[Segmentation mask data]
*** Begin section ***

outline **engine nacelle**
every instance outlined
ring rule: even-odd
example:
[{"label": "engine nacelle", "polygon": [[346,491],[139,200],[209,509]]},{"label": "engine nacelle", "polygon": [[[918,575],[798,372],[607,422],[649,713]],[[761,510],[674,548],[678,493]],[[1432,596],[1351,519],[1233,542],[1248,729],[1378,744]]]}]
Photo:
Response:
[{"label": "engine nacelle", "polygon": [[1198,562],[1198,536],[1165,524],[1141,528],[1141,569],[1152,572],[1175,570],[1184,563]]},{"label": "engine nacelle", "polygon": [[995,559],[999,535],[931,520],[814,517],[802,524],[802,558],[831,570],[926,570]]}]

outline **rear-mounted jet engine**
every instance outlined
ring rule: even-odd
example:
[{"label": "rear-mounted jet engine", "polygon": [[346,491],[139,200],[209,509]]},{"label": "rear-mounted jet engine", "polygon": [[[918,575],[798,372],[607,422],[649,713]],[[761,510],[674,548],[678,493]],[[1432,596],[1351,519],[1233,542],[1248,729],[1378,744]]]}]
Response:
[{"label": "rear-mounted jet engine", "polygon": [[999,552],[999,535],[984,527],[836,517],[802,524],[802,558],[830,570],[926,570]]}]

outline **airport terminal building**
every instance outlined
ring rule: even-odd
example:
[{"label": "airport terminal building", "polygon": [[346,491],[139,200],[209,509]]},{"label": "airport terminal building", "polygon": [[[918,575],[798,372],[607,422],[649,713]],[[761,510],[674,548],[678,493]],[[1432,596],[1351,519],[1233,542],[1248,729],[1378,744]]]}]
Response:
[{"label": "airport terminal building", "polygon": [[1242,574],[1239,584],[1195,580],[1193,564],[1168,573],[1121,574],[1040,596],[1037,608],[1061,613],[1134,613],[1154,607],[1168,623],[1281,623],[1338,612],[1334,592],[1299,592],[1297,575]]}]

*** End section ***

● **What is needed**
With nothing added or dropped, reproduce all the data exactly.

● **Answer to this task**
outline **engine nacelle**
every instance outlined
ring rule: even-odd
example:
[{"label": "engine nacelle", "polygon": [[346,491],[139,200],[209,509]]},{"label": "engine nacelle", "polygon": [[[918,575],[798,372],[607,422],[649,713]],[[761,510],[674,548],[678,493]],[[1432,596],[1351,519],[1233,542],[1248,729],[1378,744]]]}]
Photo:
Response:
[{"label": "engine nacelle", "polygon": [[1198,562],[1198,536],[1165,524],[1141,528],[1141,569],[1152,572],[1175,570],[1184,563]]},{"label": "engine nacelle", "polygon": [[995,559],[999,535],[931,520],[814,517],[802,524],[802,558],[831,570],[926,570]]}]

outline **rear-mounted jet engine**
every instance outlined
ring rule: even-odd
example:
[{"label": "rear-mounted jet engine", "polygon": [[346,491],[139,200],[209,509]]},{"label": "rear-mounted jet engine", "polygon": [[[918,575],[798,372],[607,422],[649,713]],[[761,510],[674,548],[678,493]],[[1432,596],[1351,519],[1233,542],[1248,729],[1378,744]]]}]
Response:
[{"label": "rear-mounted jet engine", "polygon": [[999,552],[999,535],[984,527],[836,517],[802,524],[802,558],[830,570],[926,570]]}]

outline **airport terminal building**
every instance outlined
ring rule: even-odd
example:
[{"label": "airport terminal building", "polygon": [[346,491],[139,200],[209,509]]},{"label": "airport terminal building", "polygon": [[[918,575],[798,372],[607,422],[649,713]],[[761,510],[674,548],[678,493]],[[1432,596],[1351,519],[1233,542],[1248,729],[1378,744]]]}]
Response:
[{"label": "airport terminal building", "polygon": [[1242,574],[1239,584],[1195,580],[1193,564],[1168,573],[1121,574],[1040,596],[1037,608],[1061,613],[1134,613],[1154,607],[1168,623],[1281,623],[1338,612],[1334,592],[1299,592],[1297,575]]}]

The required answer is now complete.